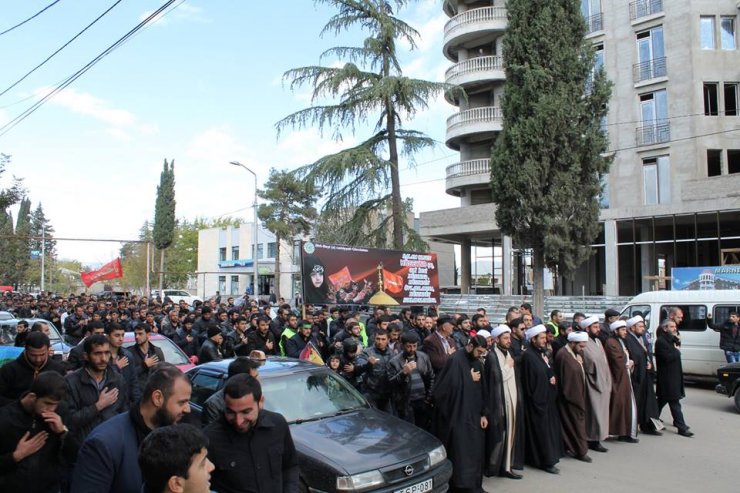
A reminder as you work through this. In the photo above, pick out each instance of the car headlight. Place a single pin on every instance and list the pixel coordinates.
(360, 482)
(437, 455)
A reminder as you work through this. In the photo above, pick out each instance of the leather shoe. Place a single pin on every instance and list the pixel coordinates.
(512, 475)
(598, 447)
(629, 440)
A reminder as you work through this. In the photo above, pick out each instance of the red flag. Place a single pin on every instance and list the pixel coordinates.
(392, 283)
(341, 278)
(111, 270)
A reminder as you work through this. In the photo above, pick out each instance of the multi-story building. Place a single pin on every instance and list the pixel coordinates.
(672, 196)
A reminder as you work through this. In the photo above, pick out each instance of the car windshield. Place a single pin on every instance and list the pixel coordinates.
(309, 395)
(7, 332)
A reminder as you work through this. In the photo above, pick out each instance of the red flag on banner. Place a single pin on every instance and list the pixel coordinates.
(310, 353)
(341, 278)
(111, 270)
(393, 283)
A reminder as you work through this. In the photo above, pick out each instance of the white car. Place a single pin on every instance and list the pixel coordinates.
(178, 294)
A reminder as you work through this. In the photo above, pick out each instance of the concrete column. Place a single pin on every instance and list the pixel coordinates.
(465, 264)
(611, 258)
(507, 266)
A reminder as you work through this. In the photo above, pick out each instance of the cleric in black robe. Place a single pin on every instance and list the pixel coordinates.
(461, 416)
(542, 420)
(643, 377)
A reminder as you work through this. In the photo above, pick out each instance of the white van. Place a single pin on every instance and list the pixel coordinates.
(700, 353)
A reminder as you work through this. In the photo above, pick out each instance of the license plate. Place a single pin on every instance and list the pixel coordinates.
(418, 487)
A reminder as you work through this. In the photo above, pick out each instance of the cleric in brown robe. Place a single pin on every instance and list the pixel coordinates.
(572, 395)
(622, 413)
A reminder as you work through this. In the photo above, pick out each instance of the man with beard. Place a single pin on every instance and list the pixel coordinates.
(108, 459)
(572, 395)
(460, 405)
(643, 376)
(544, 436)
(251, 447)
(505, 433)
(622, 413)
(598, 385)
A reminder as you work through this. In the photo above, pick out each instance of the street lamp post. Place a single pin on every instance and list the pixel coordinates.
(255, 261)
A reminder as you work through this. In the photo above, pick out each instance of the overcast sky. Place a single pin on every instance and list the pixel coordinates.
(202, 86)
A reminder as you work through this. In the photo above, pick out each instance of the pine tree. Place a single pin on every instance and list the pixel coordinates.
(289, 210)
(549, 159)
(164, 215)
(370, 87)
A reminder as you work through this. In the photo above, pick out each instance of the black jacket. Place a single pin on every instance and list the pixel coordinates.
(262, 460)
(17, 376)
(82, 394)
(37, 473)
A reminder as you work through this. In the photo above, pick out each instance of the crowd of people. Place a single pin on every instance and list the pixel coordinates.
(498, 396)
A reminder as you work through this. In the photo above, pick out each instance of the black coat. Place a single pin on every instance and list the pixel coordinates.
(17, 376)
(262, 460)
(670, 372)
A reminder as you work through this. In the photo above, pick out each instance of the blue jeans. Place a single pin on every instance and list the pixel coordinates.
(732, 356)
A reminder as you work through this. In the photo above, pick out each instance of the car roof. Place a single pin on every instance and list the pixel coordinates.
(275, 365)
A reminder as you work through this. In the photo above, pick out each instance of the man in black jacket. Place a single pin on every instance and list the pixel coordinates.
(251, 447)
(34, 439)
(17, 376)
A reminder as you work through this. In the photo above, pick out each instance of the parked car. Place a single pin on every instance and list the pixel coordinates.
(343, 444)
(7, 336)
(172, 352)
(700, 352)
(729, 382)
(175, 295)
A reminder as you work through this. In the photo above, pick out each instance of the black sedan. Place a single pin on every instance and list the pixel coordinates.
(343, 444)
(729, 382)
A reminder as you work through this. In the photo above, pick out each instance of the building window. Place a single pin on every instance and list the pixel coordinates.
(730, 94)
(711, 99)
(727, 33)
(706, 26)
(714, 162)
(656, 176)
(733, 161)
(650, 55)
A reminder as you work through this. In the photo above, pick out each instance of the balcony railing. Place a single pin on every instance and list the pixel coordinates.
(473, 65)
(649, 69)
(658, 132)
(643, 8)
(469, 168)
(595, 23)
(476, 115)
(474, 16)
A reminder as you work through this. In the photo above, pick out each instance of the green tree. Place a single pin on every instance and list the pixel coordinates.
(549, 159)
(289, 210)
(163, 232)
(370, 87)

- - -

◆ **What is needed**
Wherever a picture appears in the data, please drop it and retype the rest exactly.

◆ **Answer area**
A reminder as you work through this. In the photo above, pick out each instance of the car headlight. Place a single pin on every instance and list the pixel coordinates.
(360, 482)
(437, 455)
A reminder as you work through this. In the photo above, pick out each instance of the leather shoe. Place a single pin on every instance and list the pixel coordinates.
(512, 475)
(598, 447)
(629, 440)
A reminder as you work through this. In the photo above, pick out each instance of the red flag. Place a single pin on every instance and list the pixel coordinates.
(392, 283)
(341, 278)
(111, 270)
A reminder as you work through this. In the photo above, pick out each instance of the multi-story building. Place a single pin on every instance and list the pixel coordinates.
(672, 196)
A reminder as you work through this. In the photo above, pick out each instance of the car windshield. Place a single pin on every instance and list the pixel coordinates.
(309, 395)
(7, 332)
A reminder as you work through this. In the photo above, pick out each instance of the red flag on banner. Place a single pin on every instance and list the pixel coordinates.
(310, 353)
(341, 278)
(111, 270)
(393, 283)
A reminder as you work through this. In the photo above, pick out each instance of the white car. Place a single pin on every instance and list the pixel coordinates.
(178, 294)
A reminder as you work through this. In the photo above, pick out each instance of the concrete column. Place a single pin on every instance and list the pixel coordinates.
(465, 264)
(611, 258)
(507, 266)
A reminder as you work through this. In the photo above, pick out each instance of the cleric in black robe. Place a single pin on every instance and list the pixel coordinates.
(461, 416)
(542, 420)
(643, 377)
A reminder as you work through this. In the photo above, pick out each instance of the white van. Place a single pin on every instance and list the pixel coordinates.
(700, 353)
A reminder as you work through this. In the photo above, pick out each instance of the license plate. Place a single pin on every instance and list the pixel coordinates.
(418, 487)
A reminder as you work through this. In the photo above, pick out each instance of the cleric in brown robe. Place a single pin on every instance and list the pixel coordinates.
(572, 395)
(622, 413)
A reminder as you work through this. In the photo above, pick out each instance of the man with beard. Place a single pin on every instance and list the pixel coordinates.
(108, 459)
(572, 395)
(460, 405)
(643, 376)
(544, 436)
(251, 447)
(505, 433)
(622, 413)
(598, 385)
A reminder as you work through this. In the photo above, pick out each instance of the street lamp post. Place a single pin on every instance and list the pixel coordinates.
(255, 261)
A reminder as you work through this. In the photo above, pick out each instance of the overcast sky. Place a single pin on every instance and list the pixel coordinates.
(202, 86)
A reminder as you work through this. In the photo above, pick out each instance of the pine tree. Place a single pin on every instance and list the pixel coordinates.
(289, 210)
(549, 159)
(164, 215)
(370, 87)
A reminder as you work through this. In the photo above, pick out each instance of the black jacket. Place a single pin on every instance and list the pixel coordinates.
(262, 460)
(17, 376)
(82, 394)
(37, 473)
A reminder as you work through this. In the photo above, pick out each instance of the crowd of people. Place a single pin on every instance and list the pixel coordinates.
(498, 396)
A reminder as you work through this. In the photo above, pick out each instance of the black coat. Place a single pin on every instance and list the pixel coordinates.
(17, 376)
(262, 460)
(670, 372)
A reminder as you work through this. In the photo above, pick out each instance of the blue jeans. Place a single pin on every instance and list the pixel coordinates.
(732, 356)
A reminder as you work through this. In the photo above, pick out each instance of the car roof. Place a single pin on every instance and list the pixel coordinates.
(275, 365)
A reminder as you work through this. In the photo above, pick out each instance of the man in black jacket. Place a single pin on every instance and list the pixel coordinates.
(251, 447)
(34, 439)
(17, 376)
A reminder as you work through this. In the photo above, pick out each instance of the parked car. Place a single pin on every instance and list the pixel coordinates.
(343, 444)
(7, 336)
(172, 352)
(700, 352)
(729, 382)
(175, 295)
A reminder as you work through this. In the photo above, pick out each instance of the black sedan. Place a single pin on every instance and list the pixel coordinates.
(343, 444)
(729, 382)
A reminder as you work through this. In the photo above, pick out each instance of the building window. Place a single pin on every instance and list the pixel coordinates.
(730, 94)
(711, 99)
(727, 33)
(706, 26)
(714, 162)
(656, 176)
(733, 161)
(650, 55)
A reminder as you work through this. In the photo above, pick out each instance of the balcony railing. Place a single pin on every instance and list the pixel coordinates.
(473, 65)
(649, 69)
(658, 132)
(643, 8)
(469, 168)
(595, 23)
(476, 115)
(474, 16)
A reminder as you work through this. In the photo above, pick out each instance of the green tree. Place a single pin on every instance and list the pixel coordinates.
(549, 159)
(289, 210)
(163, 232)
(370, 87)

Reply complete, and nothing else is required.